:: Exercise requirements ::
Tell how many lines below include the word "cloud". Only the number should appear.

:: Records ::
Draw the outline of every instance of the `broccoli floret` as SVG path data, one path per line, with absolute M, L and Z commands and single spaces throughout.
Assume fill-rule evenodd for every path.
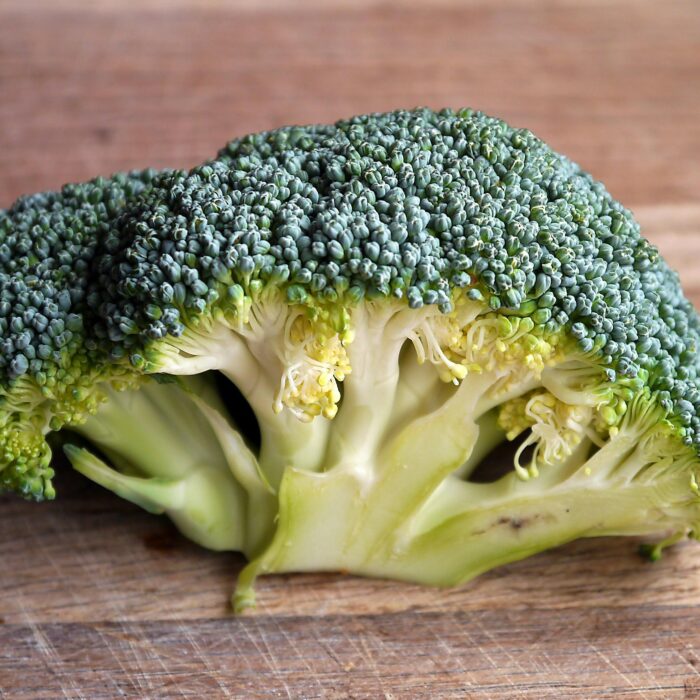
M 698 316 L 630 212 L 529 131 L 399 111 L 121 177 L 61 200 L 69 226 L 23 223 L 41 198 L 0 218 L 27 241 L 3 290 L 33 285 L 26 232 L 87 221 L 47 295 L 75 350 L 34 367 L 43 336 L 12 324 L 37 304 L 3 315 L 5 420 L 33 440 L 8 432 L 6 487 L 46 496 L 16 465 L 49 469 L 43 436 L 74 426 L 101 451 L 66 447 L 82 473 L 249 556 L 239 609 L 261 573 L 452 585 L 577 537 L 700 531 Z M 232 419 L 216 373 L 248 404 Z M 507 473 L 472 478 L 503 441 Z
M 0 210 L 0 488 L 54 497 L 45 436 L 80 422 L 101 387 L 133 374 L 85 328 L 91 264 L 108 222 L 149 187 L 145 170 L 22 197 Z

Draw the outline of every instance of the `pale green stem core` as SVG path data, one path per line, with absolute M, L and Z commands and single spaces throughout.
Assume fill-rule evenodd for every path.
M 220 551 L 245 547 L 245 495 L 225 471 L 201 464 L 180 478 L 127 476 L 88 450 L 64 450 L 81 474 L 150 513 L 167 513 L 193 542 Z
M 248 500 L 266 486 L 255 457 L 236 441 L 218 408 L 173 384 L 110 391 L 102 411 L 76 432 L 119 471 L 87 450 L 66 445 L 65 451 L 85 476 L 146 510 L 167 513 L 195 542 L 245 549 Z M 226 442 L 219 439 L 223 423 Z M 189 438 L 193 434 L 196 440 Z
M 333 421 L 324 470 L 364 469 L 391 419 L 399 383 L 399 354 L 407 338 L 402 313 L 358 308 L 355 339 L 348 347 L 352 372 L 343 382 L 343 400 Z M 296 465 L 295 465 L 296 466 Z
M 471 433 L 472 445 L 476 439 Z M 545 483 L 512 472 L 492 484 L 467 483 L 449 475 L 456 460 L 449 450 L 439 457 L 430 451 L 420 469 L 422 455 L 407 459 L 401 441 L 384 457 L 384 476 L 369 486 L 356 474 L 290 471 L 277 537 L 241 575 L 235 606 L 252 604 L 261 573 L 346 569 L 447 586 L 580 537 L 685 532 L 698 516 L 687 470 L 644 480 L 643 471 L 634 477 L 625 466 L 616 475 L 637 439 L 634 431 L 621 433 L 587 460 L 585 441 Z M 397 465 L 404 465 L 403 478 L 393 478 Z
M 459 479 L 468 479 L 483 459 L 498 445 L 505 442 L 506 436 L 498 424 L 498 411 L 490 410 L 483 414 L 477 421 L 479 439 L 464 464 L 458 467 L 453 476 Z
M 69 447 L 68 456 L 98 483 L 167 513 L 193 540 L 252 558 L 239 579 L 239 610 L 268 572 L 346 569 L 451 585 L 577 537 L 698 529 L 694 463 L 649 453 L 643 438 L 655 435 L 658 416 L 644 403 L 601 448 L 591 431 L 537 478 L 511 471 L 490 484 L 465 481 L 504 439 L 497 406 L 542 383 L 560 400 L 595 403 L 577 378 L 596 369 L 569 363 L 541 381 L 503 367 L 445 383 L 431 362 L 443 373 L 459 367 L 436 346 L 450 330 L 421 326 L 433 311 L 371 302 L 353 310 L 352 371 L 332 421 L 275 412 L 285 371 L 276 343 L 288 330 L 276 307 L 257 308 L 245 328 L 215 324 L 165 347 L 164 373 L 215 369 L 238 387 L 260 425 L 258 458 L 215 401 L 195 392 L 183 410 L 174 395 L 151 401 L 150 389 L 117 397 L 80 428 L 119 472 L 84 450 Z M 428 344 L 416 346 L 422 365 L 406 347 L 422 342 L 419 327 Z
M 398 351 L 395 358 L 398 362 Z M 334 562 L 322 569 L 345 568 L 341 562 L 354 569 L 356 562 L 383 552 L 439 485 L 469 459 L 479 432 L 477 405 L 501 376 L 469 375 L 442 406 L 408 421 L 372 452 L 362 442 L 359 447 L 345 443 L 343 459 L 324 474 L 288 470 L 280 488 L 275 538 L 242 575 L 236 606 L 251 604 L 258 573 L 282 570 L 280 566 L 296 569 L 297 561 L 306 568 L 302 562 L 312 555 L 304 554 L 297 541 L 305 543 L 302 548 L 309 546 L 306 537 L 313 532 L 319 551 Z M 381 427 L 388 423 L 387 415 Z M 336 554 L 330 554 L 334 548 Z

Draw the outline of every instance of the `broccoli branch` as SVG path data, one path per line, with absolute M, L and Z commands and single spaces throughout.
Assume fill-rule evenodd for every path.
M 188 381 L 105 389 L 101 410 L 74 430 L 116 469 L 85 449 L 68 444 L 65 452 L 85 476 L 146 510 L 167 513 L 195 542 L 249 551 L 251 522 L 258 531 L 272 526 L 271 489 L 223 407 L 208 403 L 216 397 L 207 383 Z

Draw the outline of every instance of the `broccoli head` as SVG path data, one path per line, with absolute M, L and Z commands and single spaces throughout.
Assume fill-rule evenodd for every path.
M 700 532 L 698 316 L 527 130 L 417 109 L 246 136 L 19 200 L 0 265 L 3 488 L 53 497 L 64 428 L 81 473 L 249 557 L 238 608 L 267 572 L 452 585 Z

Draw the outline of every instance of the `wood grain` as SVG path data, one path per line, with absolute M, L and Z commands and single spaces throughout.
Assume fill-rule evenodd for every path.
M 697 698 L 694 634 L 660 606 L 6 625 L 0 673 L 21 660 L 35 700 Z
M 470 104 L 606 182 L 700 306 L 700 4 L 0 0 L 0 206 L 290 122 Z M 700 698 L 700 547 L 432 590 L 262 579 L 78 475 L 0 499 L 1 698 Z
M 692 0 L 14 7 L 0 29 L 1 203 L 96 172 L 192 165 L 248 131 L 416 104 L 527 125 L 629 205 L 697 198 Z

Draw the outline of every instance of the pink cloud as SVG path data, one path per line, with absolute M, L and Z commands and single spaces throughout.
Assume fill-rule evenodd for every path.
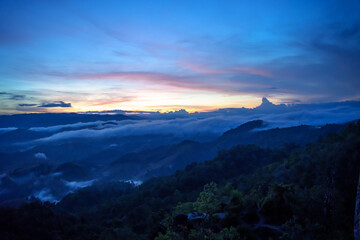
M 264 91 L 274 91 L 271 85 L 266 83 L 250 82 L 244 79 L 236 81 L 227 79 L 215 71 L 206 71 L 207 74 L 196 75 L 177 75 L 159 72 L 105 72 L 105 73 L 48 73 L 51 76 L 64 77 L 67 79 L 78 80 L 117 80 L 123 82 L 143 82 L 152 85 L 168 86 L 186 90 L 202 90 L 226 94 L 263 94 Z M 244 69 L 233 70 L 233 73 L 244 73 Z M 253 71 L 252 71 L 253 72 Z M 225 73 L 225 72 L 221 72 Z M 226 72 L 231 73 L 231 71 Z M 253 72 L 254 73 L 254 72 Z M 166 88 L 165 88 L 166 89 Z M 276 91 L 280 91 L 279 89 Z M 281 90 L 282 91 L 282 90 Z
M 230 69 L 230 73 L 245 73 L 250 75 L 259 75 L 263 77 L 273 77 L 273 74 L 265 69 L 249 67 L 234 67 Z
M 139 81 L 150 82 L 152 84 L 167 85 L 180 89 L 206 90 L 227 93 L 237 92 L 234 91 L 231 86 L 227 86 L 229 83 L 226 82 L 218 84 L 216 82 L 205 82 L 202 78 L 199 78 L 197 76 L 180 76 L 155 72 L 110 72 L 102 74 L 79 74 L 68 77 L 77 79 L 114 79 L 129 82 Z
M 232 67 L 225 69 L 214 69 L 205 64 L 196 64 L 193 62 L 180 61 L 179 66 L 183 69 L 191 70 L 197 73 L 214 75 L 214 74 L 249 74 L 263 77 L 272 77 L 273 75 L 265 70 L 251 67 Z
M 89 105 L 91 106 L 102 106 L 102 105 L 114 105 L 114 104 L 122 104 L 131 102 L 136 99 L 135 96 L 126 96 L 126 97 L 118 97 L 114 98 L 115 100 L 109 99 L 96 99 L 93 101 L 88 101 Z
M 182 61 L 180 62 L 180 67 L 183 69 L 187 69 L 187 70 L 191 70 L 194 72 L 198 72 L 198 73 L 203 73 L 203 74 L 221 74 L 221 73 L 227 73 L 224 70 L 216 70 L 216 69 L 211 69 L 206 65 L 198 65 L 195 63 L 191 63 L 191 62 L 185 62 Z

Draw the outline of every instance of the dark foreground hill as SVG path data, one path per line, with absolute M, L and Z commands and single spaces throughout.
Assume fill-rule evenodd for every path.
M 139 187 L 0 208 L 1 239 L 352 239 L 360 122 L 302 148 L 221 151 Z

* * *

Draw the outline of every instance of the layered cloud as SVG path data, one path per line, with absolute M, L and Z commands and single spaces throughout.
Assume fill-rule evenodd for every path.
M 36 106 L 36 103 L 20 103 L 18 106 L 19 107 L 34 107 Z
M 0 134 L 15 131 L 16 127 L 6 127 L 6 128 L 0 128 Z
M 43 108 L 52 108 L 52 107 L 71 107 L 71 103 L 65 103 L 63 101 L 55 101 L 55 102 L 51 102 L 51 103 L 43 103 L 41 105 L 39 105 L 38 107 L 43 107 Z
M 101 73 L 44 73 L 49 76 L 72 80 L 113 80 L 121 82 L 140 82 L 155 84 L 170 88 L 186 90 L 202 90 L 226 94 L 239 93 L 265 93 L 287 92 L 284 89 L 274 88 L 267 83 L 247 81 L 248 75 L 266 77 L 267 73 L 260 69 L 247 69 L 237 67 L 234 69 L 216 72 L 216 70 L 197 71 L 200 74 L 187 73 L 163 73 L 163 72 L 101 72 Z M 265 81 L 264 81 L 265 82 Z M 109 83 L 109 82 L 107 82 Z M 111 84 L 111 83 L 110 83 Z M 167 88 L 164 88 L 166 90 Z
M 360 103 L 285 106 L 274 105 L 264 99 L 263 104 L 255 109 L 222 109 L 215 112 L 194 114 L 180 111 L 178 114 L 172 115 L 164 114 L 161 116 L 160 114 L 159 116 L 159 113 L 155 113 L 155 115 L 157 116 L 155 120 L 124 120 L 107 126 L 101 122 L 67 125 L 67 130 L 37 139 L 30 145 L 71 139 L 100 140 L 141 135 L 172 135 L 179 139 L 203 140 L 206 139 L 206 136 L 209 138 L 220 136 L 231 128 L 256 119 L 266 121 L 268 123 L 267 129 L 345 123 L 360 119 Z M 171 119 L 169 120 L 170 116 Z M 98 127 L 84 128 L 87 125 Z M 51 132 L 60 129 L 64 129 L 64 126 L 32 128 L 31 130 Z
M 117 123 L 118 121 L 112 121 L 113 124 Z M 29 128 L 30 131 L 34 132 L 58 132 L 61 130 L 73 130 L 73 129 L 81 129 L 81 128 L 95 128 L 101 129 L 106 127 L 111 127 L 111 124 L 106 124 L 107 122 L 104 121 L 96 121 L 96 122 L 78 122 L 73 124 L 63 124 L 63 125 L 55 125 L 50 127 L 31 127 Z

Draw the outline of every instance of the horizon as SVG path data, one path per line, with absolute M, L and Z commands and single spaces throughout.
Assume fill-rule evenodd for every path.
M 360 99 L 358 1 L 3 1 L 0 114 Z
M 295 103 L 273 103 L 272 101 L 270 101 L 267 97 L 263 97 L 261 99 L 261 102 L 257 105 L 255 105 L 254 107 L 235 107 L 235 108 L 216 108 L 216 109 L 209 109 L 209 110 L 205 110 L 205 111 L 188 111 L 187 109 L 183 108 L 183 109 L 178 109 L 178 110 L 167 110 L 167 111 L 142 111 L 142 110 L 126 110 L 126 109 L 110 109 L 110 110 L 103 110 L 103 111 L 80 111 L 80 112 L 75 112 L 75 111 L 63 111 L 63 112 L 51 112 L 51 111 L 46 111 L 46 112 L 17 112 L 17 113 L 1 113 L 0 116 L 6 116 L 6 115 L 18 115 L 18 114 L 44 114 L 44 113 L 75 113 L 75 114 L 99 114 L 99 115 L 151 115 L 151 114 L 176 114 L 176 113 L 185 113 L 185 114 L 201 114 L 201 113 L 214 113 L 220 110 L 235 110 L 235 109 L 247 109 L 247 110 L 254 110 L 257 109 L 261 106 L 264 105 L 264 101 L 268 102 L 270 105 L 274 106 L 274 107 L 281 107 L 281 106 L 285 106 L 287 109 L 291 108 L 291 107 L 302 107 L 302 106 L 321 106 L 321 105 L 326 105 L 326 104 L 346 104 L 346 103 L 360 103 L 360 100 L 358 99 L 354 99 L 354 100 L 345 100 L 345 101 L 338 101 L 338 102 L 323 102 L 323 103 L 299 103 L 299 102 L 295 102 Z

:: Task result ::
2